● **Directions**:
Report, as a number alone, how many lines below contain the string "Please".

● **Provided data**:
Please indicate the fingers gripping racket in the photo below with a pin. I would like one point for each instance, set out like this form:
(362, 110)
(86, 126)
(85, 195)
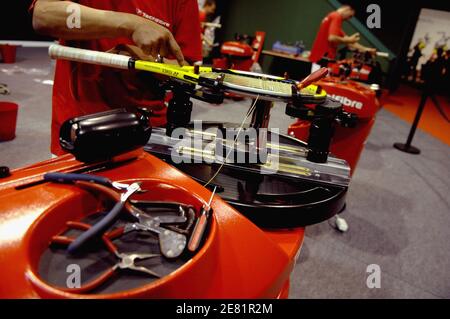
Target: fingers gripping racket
(245, 83)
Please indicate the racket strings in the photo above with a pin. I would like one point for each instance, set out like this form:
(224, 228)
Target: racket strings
(249, 112)
(260, 83)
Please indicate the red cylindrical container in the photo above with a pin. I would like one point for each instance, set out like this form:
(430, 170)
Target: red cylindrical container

● **Answer for this exercise**:
3